Goal of the exercise
Put the data below into a Markdown table with two columns, Row and Line. Number each line in order and leave out any blank lines.

+++

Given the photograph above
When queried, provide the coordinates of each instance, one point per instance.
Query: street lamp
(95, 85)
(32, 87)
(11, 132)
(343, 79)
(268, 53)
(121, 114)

+++

Response below
| Row | Line |
|---|---|
| 1 | Given the photograph above |
| 2 | When queried, provide the coordinates of each instance, one point per instance. |
| 3 | Query: street lamp |
| 4 | (95, 85) |
| 5 | (32, 87) |
| 6 | (11, 132) |
| 7 | (343, 79) |
| 8 | (268, 53) |
| 9 | (121, 114) |